Quoted passage:

------------------------------------------------------------

The Wedding Party App Captures All the iPhone Photos Taken By Guests on the Big Day
Ajay Kamat has reached the age (27), where it seems like a lot of his friends are getting married.
So, as CEO of Micromobs, which specializes in web-based group collaboration tools, he decided to design an app for people to share photos from the happy event.
Called The Wedding Party App, it caters to Millennials’ sense of immediacy by collecting all of the photos taken by guests on their iPhones, organizes them by the time and the location where they were taken, and then sends them to the couple the morning after.
The couple can then publish them to their wedding website (about 70 percent of couples have one these days) and/or to Facebook as an album.
“In the wedding space, tech is sort of web 1.0 still,” says Kamat. “Meanwhile the guests are mobile (i.e.,smartphone) and social (i.e., Facebook). So there’s a huge pent-up demand for using these technologies at weddings.”
He says most couples use the app, which is free, as a complement to the traditional professional photographer.
“Their photographer is an artist. The guests are capturing a fundamentally different perspective. It's really fun content. Weddings are very social gatherings with a lot of positive emotions around the event.”
Since launching on August 1st, the app has been used at several hundred weddings all over the U.S. and overseas. Reviews from customers in the app store are almost universally extremely positive (5 stars).

------------------------------------------------------------

Extracted data:
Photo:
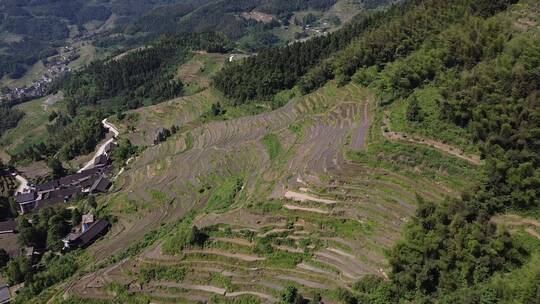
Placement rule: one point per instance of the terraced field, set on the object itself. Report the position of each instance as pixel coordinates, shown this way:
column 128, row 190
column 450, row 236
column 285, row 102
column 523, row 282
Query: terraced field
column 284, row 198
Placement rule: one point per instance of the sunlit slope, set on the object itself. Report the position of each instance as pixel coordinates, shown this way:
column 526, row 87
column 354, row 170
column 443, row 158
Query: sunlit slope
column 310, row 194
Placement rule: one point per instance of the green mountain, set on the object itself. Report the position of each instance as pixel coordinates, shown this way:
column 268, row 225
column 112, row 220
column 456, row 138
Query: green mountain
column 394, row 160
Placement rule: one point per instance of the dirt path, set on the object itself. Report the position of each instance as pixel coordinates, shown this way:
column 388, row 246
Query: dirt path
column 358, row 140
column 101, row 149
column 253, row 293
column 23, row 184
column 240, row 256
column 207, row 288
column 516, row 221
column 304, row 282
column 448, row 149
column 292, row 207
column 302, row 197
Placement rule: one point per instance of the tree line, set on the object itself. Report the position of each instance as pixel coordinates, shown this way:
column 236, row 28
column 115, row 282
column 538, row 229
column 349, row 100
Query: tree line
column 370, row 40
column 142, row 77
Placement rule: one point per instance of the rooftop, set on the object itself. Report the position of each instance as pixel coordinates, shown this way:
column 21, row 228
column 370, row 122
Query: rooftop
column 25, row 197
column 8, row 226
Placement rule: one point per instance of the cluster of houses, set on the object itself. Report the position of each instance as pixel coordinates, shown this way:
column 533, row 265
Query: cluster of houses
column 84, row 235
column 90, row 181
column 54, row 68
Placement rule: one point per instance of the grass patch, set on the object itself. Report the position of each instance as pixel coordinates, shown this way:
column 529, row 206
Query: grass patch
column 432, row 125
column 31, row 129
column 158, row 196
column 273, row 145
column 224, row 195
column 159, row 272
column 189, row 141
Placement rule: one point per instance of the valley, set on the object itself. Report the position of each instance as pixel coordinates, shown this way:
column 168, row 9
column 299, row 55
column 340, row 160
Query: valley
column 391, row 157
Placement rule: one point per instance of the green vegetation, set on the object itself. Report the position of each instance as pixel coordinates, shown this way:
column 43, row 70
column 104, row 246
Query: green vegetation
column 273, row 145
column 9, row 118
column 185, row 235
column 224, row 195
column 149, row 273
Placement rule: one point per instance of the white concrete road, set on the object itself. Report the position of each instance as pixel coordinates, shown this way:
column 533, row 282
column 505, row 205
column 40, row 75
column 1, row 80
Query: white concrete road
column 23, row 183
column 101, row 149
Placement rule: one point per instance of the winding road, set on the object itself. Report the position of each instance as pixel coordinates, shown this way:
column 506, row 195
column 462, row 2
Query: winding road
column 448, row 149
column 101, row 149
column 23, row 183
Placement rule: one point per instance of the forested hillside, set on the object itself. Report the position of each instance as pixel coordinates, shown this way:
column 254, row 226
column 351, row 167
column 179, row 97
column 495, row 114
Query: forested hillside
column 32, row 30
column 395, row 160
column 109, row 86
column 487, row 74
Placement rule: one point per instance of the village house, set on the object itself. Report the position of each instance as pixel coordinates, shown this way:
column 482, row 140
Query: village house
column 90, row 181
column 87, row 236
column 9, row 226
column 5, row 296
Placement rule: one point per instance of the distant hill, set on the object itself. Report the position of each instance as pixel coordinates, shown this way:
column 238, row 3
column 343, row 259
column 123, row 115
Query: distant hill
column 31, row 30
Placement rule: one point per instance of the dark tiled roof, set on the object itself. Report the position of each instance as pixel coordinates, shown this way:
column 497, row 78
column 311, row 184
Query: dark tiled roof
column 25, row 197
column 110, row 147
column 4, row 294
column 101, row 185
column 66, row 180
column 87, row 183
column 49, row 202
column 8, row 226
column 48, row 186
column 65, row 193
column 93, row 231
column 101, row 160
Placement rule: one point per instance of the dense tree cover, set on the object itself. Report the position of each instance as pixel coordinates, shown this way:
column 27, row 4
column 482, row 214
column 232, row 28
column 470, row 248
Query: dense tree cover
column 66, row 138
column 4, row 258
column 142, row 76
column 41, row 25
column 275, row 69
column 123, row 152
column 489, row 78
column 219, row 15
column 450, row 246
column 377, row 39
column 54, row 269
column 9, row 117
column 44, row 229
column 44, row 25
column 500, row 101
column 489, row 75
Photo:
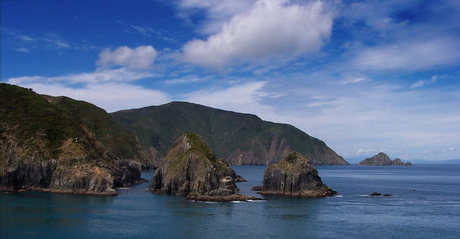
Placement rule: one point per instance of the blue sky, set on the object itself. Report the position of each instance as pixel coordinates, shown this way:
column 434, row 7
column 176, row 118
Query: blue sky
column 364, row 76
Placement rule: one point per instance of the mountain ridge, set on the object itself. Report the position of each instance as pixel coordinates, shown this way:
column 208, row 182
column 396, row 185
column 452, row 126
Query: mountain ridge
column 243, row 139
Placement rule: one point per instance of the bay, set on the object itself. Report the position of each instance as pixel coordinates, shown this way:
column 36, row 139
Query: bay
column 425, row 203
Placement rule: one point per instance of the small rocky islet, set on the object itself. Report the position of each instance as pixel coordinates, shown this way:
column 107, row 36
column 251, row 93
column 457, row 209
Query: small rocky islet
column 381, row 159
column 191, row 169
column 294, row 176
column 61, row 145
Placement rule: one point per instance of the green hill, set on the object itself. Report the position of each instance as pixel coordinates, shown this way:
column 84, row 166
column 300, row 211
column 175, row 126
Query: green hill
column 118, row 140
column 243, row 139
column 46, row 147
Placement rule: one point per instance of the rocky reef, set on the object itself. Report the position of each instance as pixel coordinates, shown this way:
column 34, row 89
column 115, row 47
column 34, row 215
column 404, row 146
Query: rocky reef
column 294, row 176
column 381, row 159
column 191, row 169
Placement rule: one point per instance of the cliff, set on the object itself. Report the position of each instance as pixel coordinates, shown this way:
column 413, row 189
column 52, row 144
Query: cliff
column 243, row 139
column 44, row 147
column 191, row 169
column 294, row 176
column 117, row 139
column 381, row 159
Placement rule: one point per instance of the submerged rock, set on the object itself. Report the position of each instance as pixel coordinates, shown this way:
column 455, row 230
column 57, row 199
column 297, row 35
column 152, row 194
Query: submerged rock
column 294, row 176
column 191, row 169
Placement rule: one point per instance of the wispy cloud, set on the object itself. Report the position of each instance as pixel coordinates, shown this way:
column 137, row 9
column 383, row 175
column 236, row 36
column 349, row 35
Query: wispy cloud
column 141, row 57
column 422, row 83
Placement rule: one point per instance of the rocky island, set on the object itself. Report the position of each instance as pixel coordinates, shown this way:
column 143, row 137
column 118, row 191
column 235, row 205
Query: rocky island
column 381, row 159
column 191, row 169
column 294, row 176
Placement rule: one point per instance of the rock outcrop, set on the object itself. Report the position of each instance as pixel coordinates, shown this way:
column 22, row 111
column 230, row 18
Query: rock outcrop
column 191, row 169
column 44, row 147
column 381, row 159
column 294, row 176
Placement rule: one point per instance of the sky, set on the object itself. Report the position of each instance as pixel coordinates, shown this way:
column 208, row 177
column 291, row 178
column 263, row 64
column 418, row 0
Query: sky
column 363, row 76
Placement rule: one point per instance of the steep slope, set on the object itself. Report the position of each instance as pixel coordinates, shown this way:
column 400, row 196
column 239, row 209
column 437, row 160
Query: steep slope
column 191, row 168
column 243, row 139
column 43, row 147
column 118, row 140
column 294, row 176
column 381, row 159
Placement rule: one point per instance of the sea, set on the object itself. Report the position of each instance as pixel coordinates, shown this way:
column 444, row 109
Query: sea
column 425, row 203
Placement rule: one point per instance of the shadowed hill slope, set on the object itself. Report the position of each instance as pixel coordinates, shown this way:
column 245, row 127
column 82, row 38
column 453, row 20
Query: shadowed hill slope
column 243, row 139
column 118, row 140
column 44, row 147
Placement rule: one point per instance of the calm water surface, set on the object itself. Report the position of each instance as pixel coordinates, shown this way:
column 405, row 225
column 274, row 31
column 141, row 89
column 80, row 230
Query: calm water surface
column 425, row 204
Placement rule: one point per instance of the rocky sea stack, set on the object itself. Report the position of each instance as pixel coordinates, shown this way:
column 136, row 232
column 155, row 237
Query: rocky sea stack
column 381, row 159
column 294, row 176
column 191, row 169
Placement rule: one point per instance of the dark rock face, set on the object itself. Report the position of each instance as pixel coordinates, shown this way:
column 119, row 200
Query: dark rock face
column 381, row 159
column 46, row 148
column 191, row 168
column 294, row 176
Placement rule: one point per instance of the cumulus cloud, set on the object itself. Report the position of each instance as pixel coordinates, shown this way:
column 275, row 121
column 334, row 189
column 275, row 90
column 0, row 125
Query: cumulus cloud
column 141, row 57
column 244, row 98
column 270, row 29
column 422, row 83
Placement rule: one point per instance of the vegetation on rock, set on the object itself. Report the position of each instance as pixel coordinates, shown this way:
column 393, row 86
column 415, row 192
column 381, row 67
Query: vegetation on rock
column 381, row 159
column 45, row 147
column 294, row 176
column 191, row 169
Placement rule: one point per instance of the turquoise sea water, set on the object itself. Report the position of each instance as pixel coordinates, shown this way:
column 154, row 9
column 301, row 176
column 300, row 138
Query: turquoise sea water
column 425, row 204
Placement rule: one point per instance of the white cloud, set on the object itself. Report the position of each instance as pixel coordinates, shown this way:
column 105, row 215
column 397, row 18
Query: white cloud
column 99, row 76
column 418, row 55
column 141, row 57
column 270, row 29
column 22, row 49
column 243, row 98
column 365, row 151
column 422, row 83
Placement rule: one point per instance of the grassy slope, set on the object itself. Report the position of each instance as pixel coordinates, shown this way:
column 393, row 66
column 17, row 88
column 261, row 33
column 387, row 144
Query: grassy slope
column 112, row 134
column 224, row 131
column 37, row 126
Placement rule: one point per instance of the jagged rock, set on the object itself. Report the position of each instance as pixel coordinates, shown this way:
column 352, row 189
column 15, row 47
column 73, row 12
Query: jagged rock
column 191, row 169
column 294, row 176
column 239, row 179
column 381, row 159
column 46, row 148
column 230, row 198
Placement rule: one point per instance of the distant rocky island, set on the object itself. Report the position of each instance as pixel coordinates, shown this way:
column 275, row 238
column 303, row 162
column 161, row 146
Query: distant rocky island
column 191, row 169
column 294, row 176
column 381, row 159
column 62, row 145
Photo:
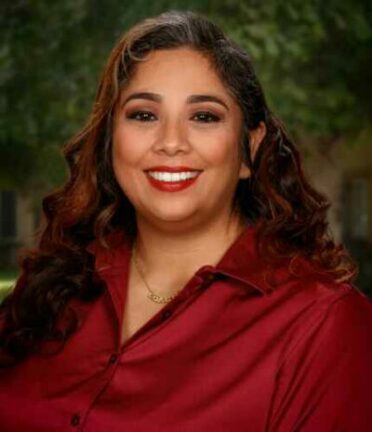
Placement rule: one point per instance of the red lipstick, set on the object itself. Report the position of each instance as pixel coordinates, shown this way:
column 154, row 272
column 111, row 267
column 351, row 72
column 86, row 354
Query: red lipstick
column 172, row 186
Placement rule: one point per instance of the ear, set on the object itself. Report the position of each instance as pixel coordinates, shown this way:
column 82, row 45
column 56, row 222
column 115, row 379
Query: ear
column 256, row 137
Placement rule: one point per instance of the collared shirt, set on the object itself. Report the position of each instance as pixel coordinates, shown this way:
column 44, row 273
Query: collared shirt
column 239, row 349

------------------------------------------------------------

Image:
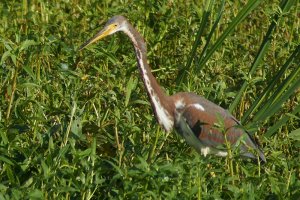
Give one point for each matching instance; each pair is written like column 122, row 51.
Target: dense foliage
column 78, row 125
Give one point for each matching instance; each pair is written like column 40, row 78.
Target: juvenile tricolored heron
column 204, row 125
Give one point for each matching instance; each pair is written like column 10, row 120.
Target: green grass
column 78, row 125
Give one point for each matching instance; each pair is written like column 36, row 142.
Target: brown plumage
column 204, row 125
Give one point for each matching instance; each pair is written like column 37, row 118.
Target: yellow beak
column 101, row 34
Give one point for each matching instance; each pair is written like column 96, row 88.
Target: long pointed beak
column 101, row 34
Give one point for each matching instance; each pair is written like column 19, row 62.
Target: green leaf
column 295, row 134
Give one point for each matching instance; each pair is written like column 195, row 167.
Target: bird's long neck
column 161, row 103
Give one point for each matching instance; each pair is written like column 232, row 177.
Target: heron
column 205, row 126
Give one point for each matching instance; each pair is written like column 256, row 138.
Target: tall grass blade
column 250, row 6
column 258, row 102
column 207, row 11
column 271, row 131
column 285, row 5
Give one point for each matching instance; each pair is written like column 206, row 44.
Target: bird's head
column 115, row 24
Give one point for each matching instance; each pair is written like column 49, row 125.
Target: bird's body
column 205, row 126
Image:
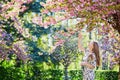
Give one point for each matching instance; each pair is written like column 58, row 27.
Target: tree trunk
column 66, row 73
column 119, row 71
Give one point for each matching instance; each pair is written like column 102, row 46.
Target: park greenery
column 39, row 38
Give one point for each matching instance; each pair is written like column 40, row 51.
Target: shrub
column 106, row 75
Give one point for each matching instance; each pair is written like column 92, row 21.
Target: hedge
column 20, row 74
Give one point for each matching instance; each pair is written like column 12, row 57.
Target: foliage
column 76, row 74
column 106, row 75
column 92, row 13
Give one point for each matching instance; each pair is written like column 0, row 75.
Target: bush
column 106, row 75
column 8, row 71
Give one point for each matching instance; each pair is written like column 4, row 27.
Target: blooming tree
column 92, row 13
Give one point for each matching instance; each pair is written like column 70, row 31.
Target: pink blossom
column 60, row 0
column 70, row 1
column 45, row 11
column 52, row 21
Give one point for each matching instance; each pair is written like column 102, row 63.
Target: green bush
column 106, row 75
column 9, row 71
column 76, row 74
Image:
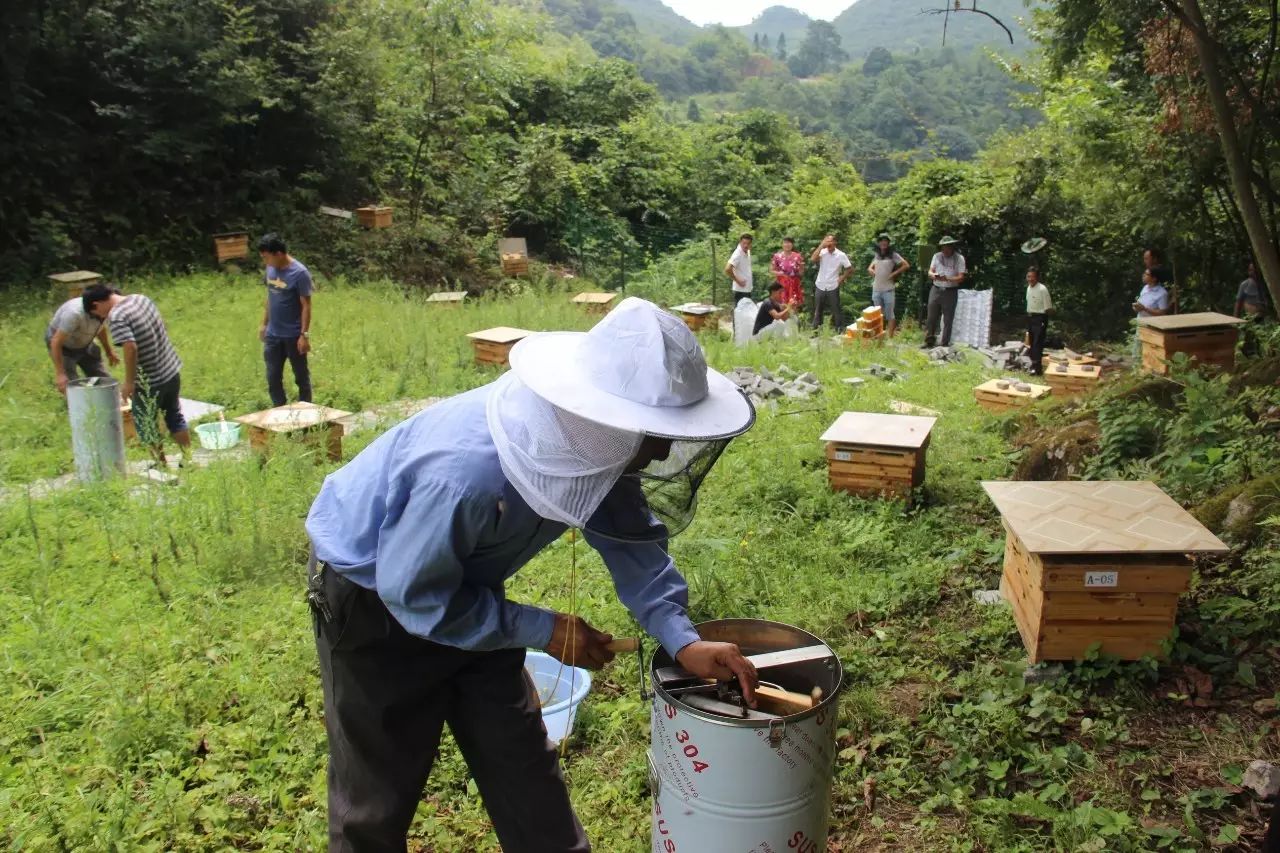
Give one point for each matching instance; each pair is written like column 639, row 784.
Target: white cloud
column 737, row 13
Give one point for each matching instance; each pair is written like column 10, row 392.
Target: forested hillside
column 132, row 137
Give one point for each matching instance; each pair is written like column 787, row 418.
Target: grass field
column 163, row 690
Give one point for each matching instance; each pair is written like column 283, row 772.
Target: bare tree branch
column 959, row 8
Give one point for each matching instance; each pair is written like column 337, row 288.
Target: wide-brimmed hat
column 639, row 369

------------------------------------------------------------

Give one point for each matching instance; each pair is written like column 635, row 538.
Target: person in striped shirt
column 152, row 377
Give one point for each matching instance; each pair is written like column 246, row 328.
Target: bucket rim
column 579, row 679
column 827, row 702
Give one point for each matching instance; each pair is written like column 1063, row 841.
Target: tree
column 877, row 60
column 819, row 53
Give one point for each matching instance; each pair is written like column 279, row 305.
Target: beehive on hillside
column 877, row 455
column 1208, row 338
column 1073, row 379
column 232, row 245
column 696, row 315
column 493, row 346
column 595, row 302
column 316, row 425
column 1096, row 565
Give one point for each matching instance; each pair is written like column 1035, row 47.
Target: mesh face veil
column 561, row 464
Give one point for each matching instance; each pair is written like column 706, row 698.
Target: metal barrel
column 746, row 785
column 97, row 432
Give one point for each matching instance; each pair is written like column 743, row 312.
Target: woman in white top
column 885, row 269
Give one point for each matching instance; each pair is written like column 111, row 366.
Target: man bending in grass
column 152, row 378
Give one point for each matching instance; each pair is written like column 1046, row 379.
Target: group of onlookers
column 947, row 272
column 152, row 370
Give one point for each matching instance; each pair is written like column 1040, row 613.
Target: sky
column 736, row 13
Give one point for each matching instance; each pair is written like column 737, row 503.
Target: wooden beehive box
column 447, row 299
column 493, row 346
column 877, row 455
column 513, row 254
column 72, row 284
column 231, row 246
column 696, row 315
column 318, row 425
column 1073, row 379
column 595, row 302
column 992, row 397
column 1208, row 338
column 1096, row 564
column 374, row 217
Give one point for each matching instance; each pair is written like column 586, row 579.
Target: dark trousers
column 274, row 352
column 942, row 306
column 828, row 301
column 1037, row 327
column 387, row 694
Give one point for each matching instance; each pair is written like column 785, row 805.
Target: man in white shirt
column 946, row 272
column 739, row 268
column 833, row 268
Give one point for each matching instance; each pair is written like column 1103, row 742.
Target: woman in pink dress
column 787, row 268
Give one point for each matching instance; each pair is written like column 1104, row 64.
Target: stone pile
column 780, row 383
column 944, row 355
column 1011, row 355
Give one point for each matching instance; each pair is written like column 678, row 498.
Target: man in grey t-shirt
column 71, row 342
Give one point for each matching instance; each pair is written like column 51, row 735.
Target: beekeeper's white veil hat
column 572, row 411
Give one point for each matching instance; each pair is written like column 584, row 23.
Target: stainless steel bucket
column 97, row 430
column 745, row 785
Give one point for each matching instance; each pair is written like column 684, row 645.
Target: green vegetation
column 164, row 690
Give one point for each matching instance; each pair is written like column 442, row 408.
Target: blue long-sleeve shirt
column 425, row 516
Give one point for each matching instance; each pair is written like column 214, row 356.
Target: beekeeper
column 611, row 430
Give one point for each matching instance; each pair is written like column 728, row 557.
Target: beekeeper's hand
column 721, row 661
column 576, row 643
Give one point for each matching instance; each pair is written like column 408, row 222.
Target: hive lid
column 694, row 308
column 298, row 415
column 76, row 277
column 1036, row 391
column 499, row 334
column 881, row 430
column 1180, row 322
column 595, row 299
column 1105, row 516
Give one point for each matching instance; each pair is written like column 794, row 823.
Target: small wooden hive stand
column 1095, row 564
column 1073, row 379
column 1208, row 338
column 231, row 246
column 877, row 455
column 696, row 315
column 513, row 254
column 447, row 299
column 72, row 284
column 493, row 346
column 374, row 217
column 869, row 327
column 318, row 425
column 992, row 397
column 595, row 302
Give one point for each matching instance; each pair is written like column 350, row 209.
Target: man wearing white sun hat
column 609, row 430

------------------------------------------------------------

Requirement 1: Using the article about The Wedding Party App, say whether each statement agrees with it. Answer yes or no, and quote the deciding words. (a) The app sends the collected photos to the couple the morning after the wedding. (b) Couples pay a fee to use the app. (c) Most couples use the app in place of a professional photographer.
Requirement 2:
Answer these questions from the article about The Wedding Party App.
(a) How old is Ajay Kamat?
(b) About what percentage of couples have a wedding website?
(c) On what date did the app launch?
The data plays no part in the exercise here.

Written reply 1:
(a) Yes: "and then sends them to the couple the morning after."
(b) No: "the app, which is free"
(c) No: "as a complement to the traditional professional photographer."

Written reply 2:
(a) 27
(b) About 70 percent
(c) August 1st